** TASK TO COMPLETE **
Retype every line of the material below without changing anything, and leave the pictures out.

** Dataset excerpts on object pointing **

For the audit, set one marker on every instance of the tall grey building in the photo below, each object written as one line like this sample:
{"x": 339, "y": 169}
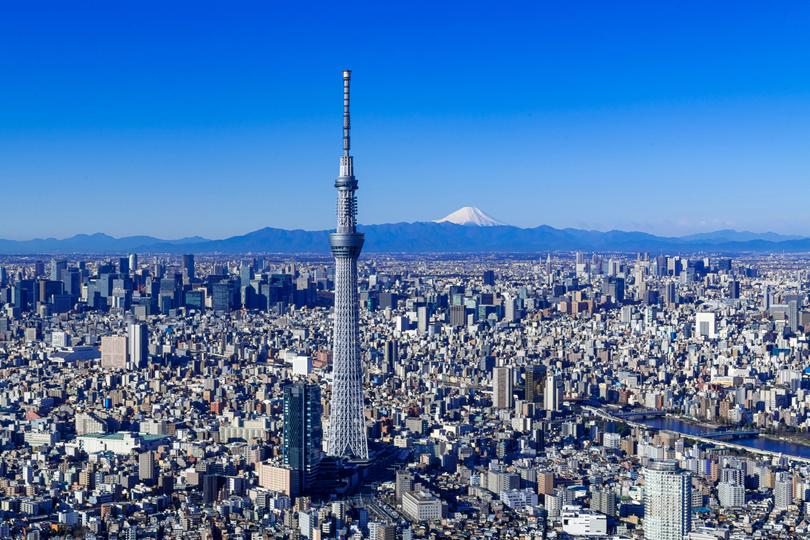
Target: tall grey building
{"x": 667, "y": 501}
{"x": 347, "y": 428}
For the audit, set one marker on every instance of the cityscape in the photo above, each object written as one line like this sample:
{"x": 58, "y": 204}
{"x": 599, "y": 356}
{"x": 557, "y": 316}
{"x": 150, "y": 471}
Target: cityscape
{"x": 461, "y": 377}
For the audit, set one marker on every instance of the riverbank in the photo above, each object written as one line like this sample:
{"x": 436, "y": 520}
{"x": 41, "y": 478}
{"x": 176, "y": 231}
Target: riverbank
{"x": 795, "y": 438}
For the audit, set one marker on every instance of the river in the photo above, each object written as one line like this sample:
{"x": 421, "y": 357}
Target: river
{"x": 761, "y": 443}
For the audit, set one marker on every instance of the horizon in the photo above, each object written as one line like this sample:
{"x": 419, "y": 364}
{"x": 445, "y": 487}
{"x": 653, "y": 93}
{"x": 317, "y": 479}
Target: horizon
{"x": 442, "y": 220}
{"x": 668, "y": 120}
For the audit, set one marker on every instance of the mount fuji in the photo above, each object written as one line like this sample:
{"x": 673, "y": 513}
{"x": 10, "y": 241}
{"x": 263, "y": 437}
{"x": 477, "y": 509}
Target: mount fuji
{"x": 471, "y": 216}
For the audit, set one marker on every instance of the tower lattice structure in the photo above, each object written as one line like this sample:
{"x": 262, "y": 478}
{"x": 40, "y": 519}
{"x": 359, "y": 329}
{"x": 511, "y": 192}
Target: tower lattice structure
{"x": 347, "y": 428}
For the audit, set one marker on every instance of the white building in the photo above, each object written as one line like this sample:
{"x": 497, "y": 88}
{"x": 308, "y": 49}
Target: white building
{"x": 122, "y": 443}
{"x": 782, "y": 491}
{"x": 667, "y": 501}
{"x": 502, "y": 387}
{"x": 705, "y": 324}
{"x": 612, "y": 441}
{"x": 519, "y": 499}
{"x": 114, "y": 352}
{"x": 579, "y": 522}
{"x": 731, "y": 495}
{"x": 421, "y": 506}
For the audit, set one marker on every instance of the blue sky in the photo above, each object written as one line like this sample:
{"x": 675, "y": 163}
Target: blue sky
{"x": 213, "y": 119}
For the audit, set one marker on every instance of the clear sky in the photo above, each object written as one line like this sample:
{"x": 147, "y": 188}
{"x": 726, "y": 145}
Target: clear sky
{"x": 218, "y": 118}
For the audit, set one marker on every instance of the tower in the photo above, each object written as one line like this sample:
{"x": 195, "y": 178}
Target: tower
{"x": 347, "y": 428}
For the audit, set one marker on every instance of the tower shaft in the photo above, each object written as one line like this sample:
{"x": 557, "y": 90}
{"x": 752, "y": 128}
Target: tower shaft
{"x": 347, "y": 428}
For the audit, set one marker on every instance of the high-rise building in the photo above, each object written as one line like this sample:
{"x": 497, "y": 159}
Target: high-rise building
{"x": 553, "y": 394}
{"x": 535, "y": 380}
{"x": 57, "y": 267}
{"x": 188, "y": 266}
{"x": 138, "y": 337}
{"x": 303, "y": 434}
{"x": 731, "y": 495}
{"x": 146, "y": 466}
{"x": 404, "y": 483}
{"x": 502, "y": 387}
{"x": 347, "y": 427}
{"x": 667, "y": 501}
{"x": 114, "y": 352}
{"x": 782, "y": 491}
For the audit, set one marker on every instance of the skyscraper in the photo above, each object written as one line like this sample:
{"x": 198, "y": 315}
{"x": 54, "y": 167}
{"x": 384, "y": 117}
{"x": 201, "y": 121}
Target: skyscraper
{"x": 553, "y": 393}
{"x": 302, "y": 434}
{"x": 502, "y": 387}
{"x": 347, "y": 428}
{"x": 667, "y": 501}
{"x": 782, "y": 491}
{"x": 138, "y": 337}
{"x": 188, "y": 266}
{"x": 535, "y": 378}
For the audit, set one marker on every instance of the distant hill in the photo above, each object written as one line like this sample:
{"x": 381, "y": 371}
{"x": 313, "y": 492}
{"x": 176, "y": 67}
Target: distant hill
{"x": 419, "y": 237}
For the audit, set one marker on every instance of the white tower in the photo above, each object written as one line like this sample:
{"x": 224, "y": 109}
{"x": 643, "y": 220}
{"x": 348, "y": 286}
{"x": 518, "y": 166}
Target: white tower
{"x": 347, "y": 426}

** WORKED SOLUTION **
For the audit, set one marker on every instance of the tall grey building in the photo below, each object written as one line like this sample:
{"x": 339, "y": 169}
Target: tall grey building
{"x": 667, "y": 501}
{"x": 347, "y": 428}
For the audit, set one marker on every instance of the cityscape in the photo above, each object written as one line like this sample:
{"x": 58, "y": 204}
{"x": 599, "y": 356}
{"x": 557, "y": 316}
{"x": 150, "y": 471}
Target: cityscape
{"x": 461, "y": 377}
For the audit, set one marker on every instance of the riverbank in the photo above, each object written as one line like this sample:
{"x": 436, "y": 520}
{"x": 41, "y": 478}
{"x": 176, "y": 231}
Target: riverbank
{"x": 795, "y": 438}
For the audit, set one marker on every instance of the river in the photo above, each object written as one line like this sample:
{"x": 421, "y": 357}
Target: river
{"x": 761, "y": 443}
For the audit, set one marker on every instance of the horizon in the photo above, each object written as one line like this sample:
{"x": 419, "y": 364}
{"x": 445, "y": 487}
{"x": 653, "y": 93}
{"x": 317, "y": 479}
Target: horizon
{"x": 442, "y": 220}
{"x": 668, "y": 120}
For the audit, set one marker on every instance of the mount fuji in the photo above, each object written as one line like this sample:
{"x": 673, "y": 513}
{"x": 10, "y": 241}
{"x": 263, "y": 437}
{"x": 477, "y": 509}
Target: mount fuji
{"x": 471, "y": 216}
For the audit, set one marker on every instance of the tower lattice structure in the photo above, each object written as one line like this sample:
{"x": 262, "y": 478}
{"x": 40, "y": 519}
{"x": 359, "y": 329}
{"x": 511, "y": 192}
Target: tower lattice structure
{"x": 347, "y": 428}
For the audit, set one marker on every instance of the white building in the photo above, each object written as one line like this sample:
{"x": 497, "y": 88}
{"x": 308, "y": 49}
Target: white building
{"x": 122, "y": 443}
{"x": 782, "y": 491}
{"x": 667, "y": 501}
{"x": 502, "y": 387}
{"x": 705, "y": 324}
{"x": 612, "y": 441}
{"x": 519, "y": 499}
{"x": 114, "y": 352}
{"x": 579, "y": 522}
{"x": 731, "y": 495}
{"x": 421, "y": 506}
For the audit, set one marker on every instance of the blue sky in the photo above, each object written as one line like this sample:
{"x": 675, "y": 163}
Target: blue sky
{"x": 213, "y": 119}
For the audit, set one marker on every instance of the clear sky in the photo above, each object written as one line like this sample:
{"x": 147, "y": 188}
{"x": 726, "y": 145}
Target: clear sky
{"x": 218, "y": 118}
For the audit, set one marker on every instance of the tower in the photo above, each object written as one line like this sample:
{"x": 195, "y": 178}
Target: tower
{"x": 347, "y": 428}
For the audit, set one marker on every instance of the tower shaft in the photo above, each object written as one line like this sample:
{"x": 557, "y": 90}
{"x": 752, "y": 128}
Target: tower shaft
{"x": 347, "y": 428}
For the audit, set one marker on every instance of the high-rise building in the photo above, each object written as one line like this sample:
{"x": 497, "y": 159}
Target: high-rise building
{"x": 553, "y": 394}
{"x": 535, "y": 380}
{"x": 57, "y": 267}
{"x": 188, "y": 266}
{"x": 138, "y": 337}
{"x": 303, "y": 434}
{"x": 731, "y": 495}
{"x": 146, "y": 466}
{"x": 404, "y": 483}
{"x": 502, "y": 387}
{"x": 347, "y": 427}
{"x": 667, "y": 501}
{"x": 114, "y": 352}
{"x": 782, "y": 491}
For the audit, set one marker on every instance of the skyscraper in the photo above, each object written as one line like this sample:
{"x": 198, "y": 315}
{"x": 54, "y": 167}
{"x": 384, "y": 117}
{"x": 201, "y": 121}
Target: skyscraper
{"x": 553, "y": 393}
{"x": 302, "y": 434}
{"x": 502, "y": 387}
{"x": 347, "y": 428}
{"x": 667, "y": 501}
{"x": 782, "y": 491}
{"x": 138, "y": 337}
{"x": 188, "y": 266}
{"x": 535, "y": 378}
For the audit, set one marker on every instance of the distant hill in the photo above, each object written as one line like this sample:
{"x": 381, "y": 371}
{"x": 313, "y": 492}
{"x": 176, "y": 67}
Target: distant hill
{"x": 419, "y": 237}
For the audit, set one marker on every instance of the white tower in the photo above, each object written as one line like this sample:
{"x": 224, "y": 109}
{"x": 643, "y": 220}
{"x": 348, "y": 286}
{"x": 518, "y": 166}
Target: white tower
{"x": 347, "y": 426}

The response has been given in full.